**MATERIAL PROVIDED:**
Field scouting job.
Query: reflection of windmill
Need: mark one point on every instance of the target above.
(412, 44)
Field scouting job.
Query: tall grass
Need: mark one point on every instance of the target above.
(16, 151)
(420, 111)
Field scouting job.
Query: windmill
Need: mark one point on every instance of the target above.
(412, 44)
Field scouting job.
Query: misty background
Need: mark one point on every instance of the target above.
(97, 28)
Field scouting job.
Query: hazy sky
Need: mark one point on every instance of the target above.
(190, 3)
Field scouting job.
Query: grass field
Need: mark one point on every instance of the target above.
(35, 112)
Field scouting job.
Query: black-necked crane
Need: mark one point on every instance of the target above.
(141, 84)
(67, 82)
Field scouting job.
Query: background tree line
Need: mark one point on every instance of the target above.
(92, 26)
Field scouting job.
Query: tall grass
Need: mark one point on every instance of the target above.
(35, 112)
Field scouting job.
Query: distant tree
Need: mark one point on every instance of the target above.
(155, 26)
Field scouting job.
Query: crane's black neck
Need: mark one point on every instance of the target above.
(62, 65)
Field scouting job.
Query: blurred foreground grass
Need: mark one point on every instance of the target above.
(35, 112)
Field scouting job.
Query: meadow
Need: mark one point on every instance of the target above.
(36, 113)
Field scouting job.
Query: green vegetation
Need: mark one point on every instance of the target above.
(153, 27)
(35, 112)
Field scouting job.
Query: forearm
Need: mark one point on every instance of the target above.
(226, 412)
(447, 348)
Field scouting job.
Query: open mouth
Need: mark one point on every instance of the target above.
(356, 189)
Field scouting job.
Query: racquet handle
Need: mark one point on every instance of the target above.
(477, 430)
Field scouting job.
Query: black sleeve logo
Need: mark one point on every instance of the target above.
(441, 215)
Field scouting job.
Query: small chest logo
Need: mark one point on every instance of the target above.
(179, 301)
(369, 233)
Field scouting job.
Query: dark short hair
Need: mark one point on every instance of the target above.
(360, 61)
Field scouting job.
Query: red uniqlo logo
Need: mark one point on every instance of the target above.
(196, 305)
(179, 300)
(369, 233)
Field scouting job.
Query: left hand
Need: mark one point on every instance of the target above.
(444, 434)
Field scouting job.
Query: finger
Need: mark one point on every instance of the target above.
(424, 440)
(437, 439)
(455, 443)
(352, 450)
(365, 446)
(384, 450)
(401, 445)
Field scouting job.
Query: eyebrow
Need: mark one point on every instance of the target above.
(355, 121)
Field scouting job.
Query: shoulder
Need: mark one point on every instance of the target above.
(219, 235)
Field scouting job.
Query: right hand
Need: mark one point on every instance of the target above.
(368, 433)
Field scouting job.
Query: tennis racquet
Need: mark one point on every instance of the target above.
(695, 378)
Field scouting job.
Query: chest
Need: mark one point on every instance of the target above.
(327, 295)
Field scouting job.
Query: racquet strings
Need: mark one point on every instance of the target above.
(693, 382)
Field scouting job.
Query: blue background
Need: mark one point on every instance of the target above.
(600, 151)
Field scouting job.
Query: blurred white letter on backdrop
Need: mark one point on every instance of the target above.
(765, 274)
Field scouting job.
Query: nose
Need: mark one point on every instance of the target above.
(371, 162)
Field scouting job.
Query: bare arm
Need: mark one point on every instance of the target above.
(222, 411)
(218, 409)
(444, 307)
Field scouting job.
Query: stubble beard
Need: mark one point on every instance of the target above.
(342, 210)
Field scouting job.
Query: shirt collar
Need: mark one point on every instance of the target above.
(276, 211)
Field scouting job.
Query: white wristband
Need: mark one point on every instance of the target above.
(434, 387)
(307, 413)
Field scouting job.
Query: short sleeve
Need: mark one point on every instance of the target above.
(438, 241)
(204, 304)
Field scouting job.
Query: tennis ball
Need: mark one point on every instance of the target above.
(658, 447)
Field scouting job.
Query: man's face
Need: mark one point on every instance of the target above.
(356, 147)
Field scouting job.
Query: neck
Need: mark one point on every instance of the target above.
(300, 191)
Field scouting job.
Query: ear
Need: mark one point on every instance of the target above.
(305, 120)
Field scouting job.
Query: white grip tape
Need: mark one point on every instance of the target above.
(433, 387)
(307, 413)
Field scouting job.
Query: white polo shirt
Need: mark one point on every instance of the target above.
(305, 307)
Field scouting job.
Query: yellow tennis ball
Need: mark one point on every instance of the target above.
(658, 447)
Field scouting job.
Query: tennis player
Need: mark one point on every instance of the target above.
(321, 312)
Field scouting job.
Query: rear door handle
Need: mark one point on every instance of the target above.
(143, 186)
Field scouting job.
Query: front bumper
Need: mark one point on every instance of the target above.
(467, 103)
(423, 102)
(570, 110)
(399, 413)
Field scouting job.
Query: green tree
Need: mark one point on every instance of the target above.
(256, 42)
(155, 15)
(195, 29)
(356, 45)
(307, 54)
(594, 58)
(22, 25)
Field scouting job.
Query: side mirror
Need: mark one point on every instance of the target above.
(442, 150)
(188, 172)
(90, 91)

**DIRECTIONS:** Reproduce the data shown above with every line intact.

**ANSWER BELOW:**
Field scouting job.
Query: reflection of windmill
Need: mark one point on every instance of the target above.
(412, 44)
Field scouting job.
Query: tall grass
Need: mark one point on every instance of the target above.
(16, 151)
(420, 111)
Field scouting job.
Query: windmill
Need: mark one point on every instance of the target above.
(412, 44)
Field scouting job.
Query: misty background
Need: mark one point on every instance of the target above.
(97, 28)
Field scouting job.
Query: hazy sky
Need: mark one point on every instance of the target above.
(190, 3)
Field scouting job.
Query: grass field
Need: mark one point on every instance of the target above.
(35, 112)
Field scouting job.
Query: black-necked crane
Need: mark one point on every instance of the target above.
(141, 84)
(67, 82)
Field scouting job.
Query: background tree line
Need: mark one point on every instance of the target above.
(92, 26)
Field scouting job.
Query: tall grass
Need: mark one point on every instance of the target above.
(35, 112)
Field scouting job.
Query: distant tree
Need: mark one point on every instance of the target above.
(155, 26)
Field scouting job.
Query: crane's black neck
Need: mark one point on every instance of the target above.
(62, 65)
Field scouting job.
Query: blurred foreground grass
Need: mark one point on every instance of the target above.
(35, 112)
Field scouting job.
Query: meadow
Need: mark one point on every instance of the target above.
(36, 113)
Field scouting job.
Query: green vegetation
Need: mark one point on every instance of the target above.
(153, 27)
(35, 112)
Field scouting job.
Query: forearm
Need: mark one point on every instance of the target above.
(226, 412)
(447, 348)
Field scouting job.
Query: open mouth
Need: mark one point on every instance of the target above.
(356, 189)
Field scouting job.
Query: racquet handle
Need: mark one point on every instance of the target above.
(477, 430)
Field scouting job.
Query: black sleeve logo
Need: mark one point on every instance of the target above.
(441, 215)
Field scouting job.
Query: small chest logo
Need: mark one point on every instance of the target above.
(179, 301)
(369, 233)
Field scouting job.
Query: dark short hair
Need: mark one point on every instance of the target above.
(360, 61)
Field scouting job.
Query: red uniqlo logo
Need: mark one point on every instance of the target above.
(196, 305)
(179, 300)
(369, 233)
Field scouting job.
Query: left hand
Need: mark one point on every instance of the target above.
(444, 434)
Field scouting job.
Query: finger
Need: mark one point on every instance of the target above.
(424, 440)
(437, 439)
(455, 443)
(352, 450)
(365, 446)
(384, 450)
(401, 445)
Field scouting job.
Query: eyebrow
Need: mark one point on every instance of the target above.
(355, 121)
Field scouting job.
Query: shoulder
Need: mark one point on every instance of the target above.
(219, 235)
Field scouting job.
Query: right hand
Need: mark one point on every instance of the target above.
(368, 433)
Field scouting job.
Query: tennis racquet
Need: mark one point on every instance of the target above.
(695, 378)
Field scouting job.
Query: chest
Need: mark one point on every instance of the target above.
(327, 295)
Field scouting job.
Query: racquet strings
Need: mark one point on every instance of the target above.
(693, 382)
Field scouting job.
Query: blue background
Need: mark one point on every instance of the target above.
(600, 151)
Field scouting job.
Query: blurred white letter on backdrop
Need: mark one point on every instance of the target above.
(765, 274)
Field scouting job.
Query: nose
Need: mark one point on every instance of the target above.
(371, 162)
Field scouting job.
Query: bare arm
Need: mark one point on every instance of the target above.
(222, 411)
(218, 409)
(444, 307)
Field scouting job.
Query: stubble beard
Need: mark one point on every instance of the target above.
(342, 210)
Field scouting job.
Query: shirt collar
Need: mark one point on every instance of the target above.
(276, 211)
Field scouting job.
Query: white wristband
Need: mark one point on every instance of the target above.
(434, 387)
(307, 413)
Field scouting job.
Query: short sleeve
Need: mark one point on every instance of the target above.
(438, 241)
(204, 304)
Field scouting job.
Query: tennis ball
Need: mark one point on every instance of the target above.
(658, 447)
Field scouting job.
Query: man's face
Need: mark one point on every instance of the target above.
(356, 147)
Field scouting job.
Query: neck
Need: mark one point on every instance of the target above.
(300, 191)
Field scouting job.
Query: ear
Need: mark one point on every instance of the target above.
(305, 120)
Field scouting job.
Query: white grip tape
Need: mark one point on every instance of the target above.
(433, 387)
(307, 413)
Field scouting job.
Query: white polo shirt
Need: mark one point on every instance of the target above.
(305, 307)
Field scouting job.
Query: yellow tennis ball
Need: mark one point on every instance of the target above.
(658, 447)
Field scouting job.
Query: tennis player
Need: mark one point on every instance of the target above.
(321, 312)
Field scouting job.
Query: rear door handle
Need: mark one point on every instance of the target above.
(143, 186)
Field scouting job.
Query: front bumper
Need: mark one point on every instance of the target above.
(467, 103)
(423, 102)
(570, 110)
(399, 413)
Field scouting job.
Query: green tree
Need: mark one point on every instance of the target above.
(256, 42)
(155, 15)
(195, 29)
(356, 45)
(307, 54)
(594, 58)
(22, 25)
Field scouting job.
Query: side mirror
Need: mark one point on every instance of the target above.
(442, 150)
(188, 172)
(90, 91)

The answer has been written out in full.